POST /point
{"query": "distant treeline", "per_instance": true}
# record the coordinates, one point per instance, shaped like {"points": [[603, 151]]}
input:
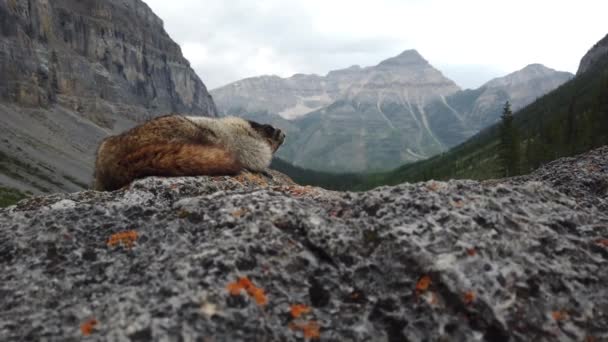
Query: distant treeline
{"points": [[571, 119]]}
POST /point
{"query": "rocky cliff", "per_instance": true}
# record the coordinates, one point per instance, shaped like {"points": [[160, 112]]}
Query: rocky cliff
{"points": [[75, 71], [595, 54], [254, 259], [379, 117], [352, 119], [482, 107]]}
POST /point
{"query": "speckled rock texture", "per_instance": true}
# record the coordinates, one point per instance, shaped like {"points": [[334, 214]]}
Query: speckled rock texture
{"points": [[521, 259]]}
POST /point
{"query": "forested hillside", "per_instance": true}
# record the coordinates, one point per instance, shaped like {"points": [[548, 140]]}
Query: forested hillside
{"points": [[567, 121], [570, 120]]}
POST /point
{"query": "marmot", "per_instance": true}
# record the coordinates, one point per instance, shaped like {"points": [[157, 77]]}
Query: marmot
{"points": [[175, 145]]}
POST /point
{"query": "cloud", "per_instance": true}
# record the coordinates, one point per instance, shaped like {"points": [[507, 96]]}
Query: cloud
{"points": [[469, 40]]}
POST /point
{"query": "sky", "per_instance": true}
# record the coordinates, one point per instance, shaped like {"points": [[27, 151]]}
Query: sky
{"points": [[470, 41]]}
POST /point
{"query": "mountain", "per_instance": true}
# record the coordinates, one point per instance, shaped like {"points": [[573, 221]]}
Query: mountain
{"points": [[594, 55], [377, 118], [482, 107], [569, 120], [73, 72]]}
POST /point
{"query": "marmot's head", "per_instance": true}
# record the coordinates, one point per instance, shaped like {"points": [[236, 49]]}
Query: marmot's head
{"points": [[274, 136]]}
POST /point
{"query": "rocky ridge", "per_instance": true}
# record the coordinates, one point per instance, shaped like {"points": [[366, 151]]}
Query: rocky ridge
{"points": [[223, 258], [74, 72], [379, 117], [595, 54]]}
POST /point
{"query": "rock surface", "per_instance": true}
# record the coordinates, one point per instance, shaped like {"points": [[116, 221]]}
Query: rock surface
{"points": [[522, 259], [75, 71]]}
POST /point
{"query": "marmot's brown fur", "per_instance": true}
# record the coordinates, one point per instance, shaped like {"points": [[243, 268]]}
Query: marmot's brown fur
{"points": [[185, 146]]}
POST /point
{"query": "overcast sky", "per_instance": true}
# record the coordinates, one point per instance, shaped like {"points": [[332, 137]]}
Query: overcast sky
{"points": [[470, 41]]}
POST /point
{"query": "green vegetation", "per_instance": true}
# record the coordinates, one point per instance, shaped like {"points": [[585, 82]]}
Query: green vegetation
{"points": [[570, 120], [509, 143], [10, 197], [325, 180]]}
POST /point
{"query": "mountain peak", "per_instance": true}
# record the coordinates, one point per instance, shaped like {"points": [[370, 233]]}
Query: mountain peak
{"points": [[407, 57], [598, 52]]}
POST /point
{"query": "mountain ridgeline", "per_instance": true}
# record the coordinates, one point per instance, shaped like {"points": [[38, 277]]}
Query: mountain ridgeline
{"points": [[380, 117], [75, 71], [569, 120]]}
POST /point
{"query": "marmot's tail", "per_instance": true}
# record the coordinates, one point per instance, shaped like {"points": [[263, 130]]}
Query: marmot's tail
{"points": [[172, 160]]}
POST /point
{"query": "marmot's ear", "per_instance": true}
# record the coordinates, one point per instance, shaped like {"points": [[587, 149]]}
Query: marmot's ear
{"points": [[254, 124]]}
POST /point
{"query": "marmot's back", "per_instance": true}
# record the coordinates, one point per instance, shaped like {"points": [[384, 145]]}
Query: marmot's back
{"points": [[182, 146]]}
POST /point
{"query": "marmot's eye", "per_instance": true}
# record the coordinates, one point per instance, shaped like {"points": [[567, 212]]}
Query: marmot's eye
{"points": [[268, 129]]}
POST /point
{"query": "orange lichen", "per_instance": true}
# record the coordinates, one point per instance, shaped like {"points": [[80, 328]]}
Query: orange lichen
{"points": [[126, 239], [469, 297], [310, 329], [298, 309], [87, 327], [245, 284], [602, 242], [434, 299], [458, 204], [423, 284], [559, 315], [234, 289]]}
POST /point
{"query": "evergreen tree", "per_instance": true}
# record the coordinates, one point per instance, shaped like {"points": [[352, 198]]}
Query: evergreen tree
{"points": [[509, 143]]}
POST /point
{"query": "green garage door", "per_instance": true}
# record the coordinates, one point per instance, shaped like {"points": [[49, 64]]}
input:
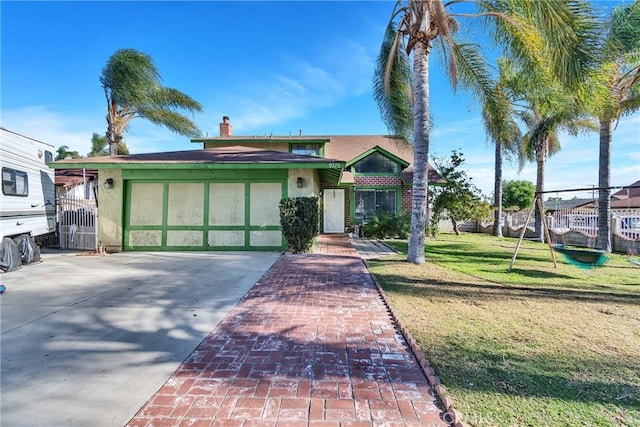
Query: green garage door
{"points": [[203, 215]]}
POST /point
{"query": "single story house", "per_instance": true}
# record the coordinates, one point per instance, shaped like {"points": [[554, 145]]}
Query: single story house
{"points": [[225, 196]]}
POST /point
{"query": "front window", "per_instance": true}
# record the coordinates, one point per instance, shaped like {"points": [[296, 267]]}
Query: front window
{"points": [[306, 149], [374, 201], [14, 183], [376, 163]]}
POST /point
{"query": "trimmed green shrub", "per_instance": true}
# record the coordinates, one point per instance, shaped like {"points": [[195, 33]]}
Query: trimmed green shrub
{"points": [[385, 225], [299, 218]]}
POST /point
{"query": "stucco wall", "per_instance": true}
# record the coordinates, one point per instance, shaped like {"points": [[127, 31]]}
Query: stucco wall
{"points": [[310, 183], [110, 210]]}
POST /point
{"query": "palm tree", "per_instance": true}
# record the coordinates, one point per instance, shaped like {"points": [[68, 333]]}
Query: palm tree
{"points": [[542, 140], [64, 153], [502, 129], [99, 146], [132, 89], [529, 28], [613, 91]]}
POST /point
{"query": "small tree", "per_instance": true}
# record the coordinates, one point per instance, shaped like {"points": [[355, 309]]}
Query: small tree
{"points": [[458, 199], [518, 195], [99, 146], [64, 152], [299, 218]]}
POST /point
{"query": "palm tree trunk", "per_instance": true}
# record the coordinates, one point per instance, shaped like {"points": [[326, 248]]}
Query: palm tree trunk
{"points": [[539, 189], [497, 191], [419, 217], [112, 135], [604, 182]]}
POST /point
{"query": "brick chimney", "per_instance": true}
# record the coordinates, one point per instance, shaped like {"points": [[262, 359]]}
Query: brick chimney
{"points": [[225, 127]]}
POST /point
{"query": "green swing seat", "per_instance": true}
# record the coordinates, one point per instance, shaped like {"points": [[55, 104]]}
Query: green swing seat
{"points": [[582, 258]]}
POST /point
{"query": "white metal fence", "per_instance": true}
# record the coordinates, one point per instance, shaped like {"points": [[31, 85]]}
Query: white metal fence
{"points": [[77, 223], [625, 223]]}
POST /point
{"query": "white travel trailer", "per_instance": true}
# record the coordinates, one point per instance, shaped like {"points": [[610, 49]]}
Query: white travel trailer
{"points": [[27, 203]]}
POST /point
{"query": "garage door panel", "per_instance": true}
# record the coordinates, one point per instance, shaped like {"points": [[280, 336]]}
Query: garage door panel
{"points": [[226, 204], [204, 215], [183, 238], [266, 238], [265, 199], [145, 238], [226, 238], [146, 204], [186, 203]]}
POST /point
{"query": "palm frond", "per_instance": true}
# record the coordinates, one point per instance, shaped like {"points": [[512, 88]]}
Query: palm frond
{"points": [[392, 82], [173, 121], [174, 99]]}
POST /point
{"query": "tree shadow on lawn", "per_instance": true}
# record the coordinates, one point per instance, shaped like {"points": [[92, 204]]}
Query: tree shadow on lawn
{"points": [[480, 289], [569, 377]]}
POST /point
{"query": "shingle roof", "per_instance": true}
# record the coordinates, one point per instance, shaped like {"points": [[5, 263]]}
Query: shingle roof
{"points": [[630, 203], [223, 155], [348, 147], [628, 192]]}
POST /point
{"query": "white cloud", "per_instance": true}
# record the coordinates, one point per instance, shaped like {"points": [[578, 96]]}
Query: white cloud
{"points": [[44, 124], [276, 95]]}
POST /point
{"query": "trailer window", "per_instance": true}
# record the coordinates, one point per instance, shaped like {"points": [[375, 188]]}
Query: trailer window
{"points": [[14, 183]]}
----------
How many lines in the entries above contain the string "story", matching case exactly? Reply with the number alone.

The completed task →
2